• Supplied passage:
[Start of section]

Backing the police: fighting crime: keeping our communities safe


The Conservative government is giving our police the powers and resources they need to keep us safe by:

  • Recruiting nearly 9,000 new police officers over the last year, keeping our streets safe. We have already recruited 8,771 new officers, and we are on track to recruit 20,000 extra officers by 2023. As part of this year’s £636 million boost to the police funding settlement, more than £400 million will go towards recruiting additional officers.
  • Strengthening police powers, ensuring they have the tools and resources to cut crime and target persistent offenders. The PCSC Bill gives the police additional powers to get knives off our streets, creates a new criminal trespassing offence to stop unauthorised encampments from terrorising our communities, and provides greater powers to tackle non-violent protests that cause significant disruption to the public.

[End of section]

• Excerpted data:
[Start of section]

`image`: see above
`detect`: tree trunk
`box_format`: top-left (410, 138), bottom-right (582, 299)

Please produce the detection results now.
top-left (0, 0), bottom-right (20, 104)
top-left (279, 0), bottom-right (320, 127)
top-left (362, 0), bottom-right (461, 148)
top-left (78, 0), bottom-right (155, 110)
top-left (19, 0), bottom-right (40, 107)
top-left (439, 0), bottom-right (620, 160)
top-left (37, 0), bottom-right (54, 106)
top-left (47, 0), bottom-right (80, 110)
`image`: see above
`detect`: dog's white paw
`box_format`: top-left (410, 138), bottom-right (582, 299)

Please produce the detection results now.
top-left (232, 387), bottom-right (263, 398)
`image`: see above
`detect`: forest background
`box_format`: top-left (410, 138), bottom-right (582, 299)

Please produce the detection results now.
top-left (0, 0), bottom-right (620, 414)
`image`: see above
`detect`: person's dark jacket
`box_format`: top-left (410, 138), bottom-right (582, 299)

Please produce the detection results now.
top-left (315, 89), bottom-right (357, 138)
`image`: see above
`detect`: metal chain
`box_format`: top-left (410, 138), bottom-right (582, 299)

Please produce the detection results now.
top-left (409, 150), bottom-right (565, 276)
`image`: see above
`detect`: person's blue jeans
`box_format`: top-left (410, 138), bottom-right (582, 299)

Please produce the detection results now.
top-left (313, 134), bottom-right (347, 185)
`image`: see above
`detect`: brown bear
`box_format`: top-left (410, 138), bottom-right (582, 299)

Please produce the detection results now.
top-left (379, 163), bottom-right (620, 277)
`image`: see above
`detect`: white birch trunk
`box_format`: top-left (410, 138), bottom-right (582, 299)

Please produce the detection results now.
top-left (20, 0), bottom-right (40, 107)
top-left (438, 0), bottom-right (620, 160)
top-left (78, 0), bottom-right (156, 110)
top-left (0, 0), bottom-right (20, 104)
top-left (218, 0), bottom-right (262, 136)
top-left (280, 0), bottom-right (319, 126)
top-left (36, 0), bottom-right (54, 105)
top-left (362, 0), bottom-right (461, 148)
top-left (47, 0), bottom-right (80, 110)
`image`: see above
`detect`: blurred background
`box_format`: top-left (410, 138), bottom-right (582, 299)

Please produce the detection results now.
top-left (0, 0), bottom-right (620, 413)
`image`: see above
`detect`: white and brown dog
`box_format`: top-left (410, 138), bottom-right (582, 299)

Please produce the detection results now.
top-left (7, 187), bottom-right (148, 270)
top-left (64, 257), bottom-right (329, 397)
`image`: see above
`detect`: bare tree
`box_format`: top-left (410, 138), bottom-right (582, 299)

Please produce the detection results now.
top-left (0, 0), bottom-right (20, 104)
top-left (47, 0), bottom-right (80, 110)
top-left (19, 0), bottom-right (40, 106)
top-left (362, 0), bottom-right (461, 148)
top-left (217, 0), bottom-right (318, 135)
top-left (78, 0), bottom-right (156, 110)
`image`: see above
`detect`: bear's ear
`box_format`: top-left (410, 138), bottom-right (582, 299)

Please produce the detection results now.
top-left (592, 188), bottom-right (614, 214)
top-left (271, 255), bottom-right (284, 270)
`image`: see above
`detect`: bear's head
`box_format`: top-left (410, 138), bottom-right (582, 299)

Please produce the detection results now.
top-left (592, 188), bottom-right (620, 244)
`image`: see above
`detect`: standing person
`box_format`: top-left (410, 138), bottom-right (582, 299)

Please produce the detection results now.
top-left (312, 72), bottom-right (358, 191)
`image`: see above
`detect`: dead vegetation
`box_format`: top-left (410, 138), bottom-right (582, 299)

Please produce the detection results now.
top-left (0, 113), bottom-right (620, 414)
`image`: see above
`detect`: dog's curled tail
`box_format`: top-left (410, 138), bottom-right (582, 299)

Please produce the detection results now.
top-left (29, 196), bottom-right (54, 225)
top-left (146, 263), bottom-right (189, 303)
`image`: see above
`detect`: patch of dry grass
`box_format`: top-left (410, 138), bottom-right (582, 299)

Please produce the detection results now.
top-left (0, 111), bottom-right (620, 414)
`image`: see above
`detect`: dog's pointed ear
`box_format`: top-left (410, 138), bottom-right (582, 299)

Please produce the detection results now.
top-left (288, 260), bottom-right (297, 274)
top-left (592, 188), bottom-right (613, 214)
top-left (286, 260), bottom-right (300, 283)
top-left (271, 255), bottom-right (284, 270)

[End of section]

• What the task requires:
Answer these questions from the text on backing the police.
1. How many new officers does it say have already been recruited?
2. How much of this year's £636 million boost will go toward recruiting additional officers?
3. What new offense does the PCSC Bill create?
The material plays no part in this.

• Reply:
1. 8,771
2. More than £400 million
3. A new criminal trespassing offence